EXERCISE BRIEF:
Every entry that follows needs to be repeated exactly.

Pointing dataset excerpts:
*-*-*

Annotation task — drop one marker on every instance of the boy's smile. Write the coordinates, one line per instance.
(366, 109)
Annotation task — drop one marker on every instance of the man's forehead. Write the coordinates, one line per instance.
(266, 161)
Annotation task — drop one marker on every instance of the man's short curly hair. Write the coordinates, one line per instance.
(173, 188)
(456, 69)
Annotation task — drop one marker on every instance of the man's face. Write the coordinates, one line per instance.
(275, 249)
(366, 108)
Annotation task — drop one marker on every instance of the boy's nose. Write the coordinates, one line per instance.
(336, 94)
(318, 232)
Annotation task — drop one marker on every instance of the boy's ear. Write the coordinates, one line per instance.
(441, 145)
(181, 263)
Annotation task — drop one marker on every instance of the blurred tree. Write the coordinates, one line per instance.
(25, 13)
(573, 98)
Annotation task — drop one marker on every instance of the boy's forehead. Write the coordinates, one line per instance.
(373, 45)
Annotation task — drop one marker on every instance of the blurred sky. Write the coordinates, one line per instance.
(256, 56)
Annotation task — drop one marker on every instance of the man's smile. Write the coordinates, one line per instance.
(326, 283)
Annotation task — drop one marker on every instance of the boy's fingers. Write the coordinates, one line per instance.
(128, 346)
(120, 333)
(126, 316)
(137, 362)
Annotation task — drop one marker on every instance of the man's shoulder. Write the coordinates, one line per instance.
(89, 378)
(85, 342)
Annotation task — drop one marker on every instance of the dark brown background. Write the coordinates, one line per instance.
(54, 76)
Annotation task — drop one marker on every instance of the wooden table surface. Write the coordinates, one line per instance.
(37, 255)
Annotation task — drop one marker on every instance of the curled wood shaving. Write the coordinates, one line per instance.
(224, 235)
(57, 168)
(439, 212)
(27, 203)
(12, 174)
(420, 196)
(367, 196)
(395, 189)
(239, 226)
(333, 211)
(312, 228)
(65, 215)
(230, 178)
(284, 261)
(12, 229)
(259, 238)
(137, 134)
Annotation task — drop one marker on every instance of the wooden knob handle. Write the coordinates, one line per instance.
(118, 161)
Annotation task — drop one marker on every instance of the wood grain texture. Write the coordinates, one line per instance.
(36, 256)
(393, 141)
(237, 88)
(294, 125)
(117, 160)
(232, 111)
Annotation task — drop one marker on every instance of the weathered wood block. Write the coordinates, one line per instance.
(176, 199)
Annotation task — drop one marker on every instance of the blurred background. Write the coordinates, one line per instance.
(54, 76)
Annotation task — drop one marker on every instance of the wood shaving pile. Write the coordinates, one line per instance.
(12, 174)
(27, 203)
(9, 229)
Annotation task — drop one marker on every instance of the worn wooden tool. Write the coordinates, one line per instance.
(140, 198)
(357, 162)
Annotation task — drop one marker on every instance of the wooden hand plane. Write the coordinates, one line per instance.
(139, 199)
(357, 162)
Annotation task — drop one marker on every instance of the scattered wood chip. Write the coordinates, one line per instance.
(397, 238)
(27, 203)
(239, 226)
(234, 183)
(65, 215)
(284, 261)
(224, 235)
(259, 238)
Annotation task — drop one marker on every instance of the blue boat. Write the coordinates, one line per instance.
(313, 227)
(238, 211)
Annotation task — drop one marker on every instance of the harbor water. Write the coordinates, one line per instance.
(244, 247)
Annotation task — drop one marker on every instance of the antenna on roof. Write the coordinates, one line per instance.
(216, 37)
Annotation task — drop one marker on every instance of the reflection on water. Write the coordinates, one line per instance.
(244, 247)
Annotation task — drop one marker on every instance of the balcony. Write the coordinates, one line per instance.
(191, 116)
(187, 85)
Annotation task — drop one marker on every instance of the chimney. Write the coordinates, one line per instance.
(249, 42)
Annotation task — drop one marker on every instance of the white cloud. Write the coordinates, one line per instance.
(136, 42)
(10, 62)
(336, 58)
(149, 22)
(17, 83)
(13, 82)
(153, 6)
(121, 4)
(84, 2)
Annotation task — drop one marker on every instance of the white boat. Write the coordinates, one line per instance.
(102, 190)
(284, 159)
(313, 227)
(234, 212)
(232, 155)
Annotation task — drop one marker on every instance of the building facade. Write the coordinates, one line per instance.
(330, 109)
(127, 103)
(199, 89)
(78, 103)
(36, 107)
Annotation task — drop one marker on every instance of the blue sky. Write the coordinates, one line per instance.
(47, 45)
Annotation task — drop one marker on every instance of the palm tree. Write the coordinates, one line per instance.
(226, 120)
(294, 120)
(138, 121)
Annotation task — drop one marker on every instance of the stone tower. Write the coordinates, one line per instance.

*-*-*

TASK OUTPUT:
Annotation task — drop one marker on every instance of the boy's smile. Write the coordinates, one line per instance.
(366, 109)
Annotation task — drop one marker on every instance of the man's forehead. Write the coordinates, one line per instance.
(266, 161)
Annotation task — drop one marker on every instance of the man's short curly hair. Write the coordinates, one line per instance.
(173, 188)
(456, 69)
Annotation task — drop one marker on every instance of the man's face. Write the coordinates, one line per instance.
(275, 249)
(366, 108)
Annotation task — drop one marker on every instance of the boy's nose. Write the coordinates, one line per instance.
(336, 94)
(318, 232)
Annotation task — drop one marker on every instance of the boy's ear. Write the coordinates, one line per instance.
(441, 145)
(181, 263)
Annotation task — drop one marker on every instance of the blurred tree. Write the coordinates, one line per instance.
(25, 13)
(573, 98)
Annotation task — drop one marker on every instance of the boy's forehead. Write the coordinates, one line per instance.
(373, 45)
Annotation task — drop one marker on every instance of the blurred sky. Write the coordinates, one line per instance.
(256, 56)
Annotation task — drop one marker on every instance of the man's smile. Write the coordinates, one line per instance.
(326, 283)
Annotation task — drop one marker on every instance of the boy's fingers. Write the coordinates, one line per instance.
(128, 346)
(120, 333)
(126, 316)
(137, 362)
Annotation task — drop one marker on every instance of the man's shoulder. Write the coordinates, one line per instance.
(89, 378)
(85, 342)
Annotation task — drop one marker on every instance of the dark brown background. Write the coordinates, one line per instance.
(54, 76)
Annotation task — drop one marker on every instance of the wooden table surface. Write the coordinates, one line per instance.
(37, 255)
Annotation task — drop one marker on every instance of the curled wood shaving. Write the coordinates, one line per instance.
(224, 235)
(57, 168)
(439, 212)
(27, 203)
(12, 174)
(420, 196)
(367, 196)
(395, 189)
(239, 226)
(333, 211)
(312, 228)
(65, 215)
(230, 178)
(284, 261)
(12, 229)
(259, 238)
(137, 134)
Annotation task — drop one marker on every instance of the wooden knob handle. Write the coordinates, one line per instance.
(118, 161)
Annotation task — drop one marker on every instance of the wood grain texture. Write the coordinates, one line per instance.
(36, 256)
(393, 141)
(237, 88)
(294, 125)
(117, 160)
(232, 111)
Annotation task — drop one marker on every instance of the weathered wood block. Write the coordinates, one line per instance.
(176, 199)
Annotation task — drop one marker on every instance of the blurred background. Write the coordinates, one line per instance.
(54, 76)
Annotation task — drop one marker on every instance of the wood shaving pile. Write the coordinates, one line per instance.
(12, 174)
(27, 203)
(9, 229)
Annotation task — drop one marker on every instance of the worn wooden tool. Write the coordinates, one line per instance.
(140, 198)
(357, 162)
Annotation task — drop one marker on every instance of the wooden hand plane. Write the coordinates, one line per instance.
(139, 199)
(357, 162)
Annotation task — drop one marker on every instance of the scattered wood chip. Write the coordinates, one line per instance.
(397, 238)
(27, 203)
(239, 226)
(234, 183)
(65, 215)
(284, 261)
(224, 235)
(259, 238)
Annotation task — drop one marker on every instance of the blue boat. Write the coordinates, one line per instance.
(313, 227)
(238, 211)
Annotation task — drop one marker on every instance of the harbor water. Write the coordinates, one line per instance.
(244, 247)
Annotation task — drop one marker on every instance of the antenna on roof. Write the coordinates, one line per instance.
(216, 37)
Annotation task — drop one marker on every instance of the reflection on water. Write the coordinates, one line per instance.
(244, 247)
Annotation task — drop one marker on every instance of the balcony. Write the coordinates, one line per instance.
(191, 116)
(187, 85)
Annotation task — drop one marker on every instance of the chimney. Write the coordinates, one line per instance.
(249, 42)
Annotation task — drop one marker on every instance of the white cloud. Write the coordinates, one line per instance.
(136, 42)
(10, 62)
(336, 58)
(149, 22)
(17, 83)
(13, 82)
(153, 6)
(121, 4)
(84, 2)
Annotation task — drop one marker on every instance of the white boat. Write the coordinates, one line per instance.
(102, 190)
(284, 159)
(313, 227)
(234, 212)
(232, 155)
Annotation task — drop one marker on every instance of the building facade. Write the coordinates, one line per instance.
(330, 109)
(127, 103)
(199, 89)
(78, 103)
(36, 107)
Annotation task — drop one marker on every instance of the blue sky. Write the coordinates, one line per instance.
(47, 45)
Annotation task — drop one marker on every instance of the palm tree. Write the coordinates, one line per instance.
(226, 120)
(294, 120)
(138, 121)
Annotation task — drop one marker on every instance of the stone tower. Write the coordinates, one line per instance.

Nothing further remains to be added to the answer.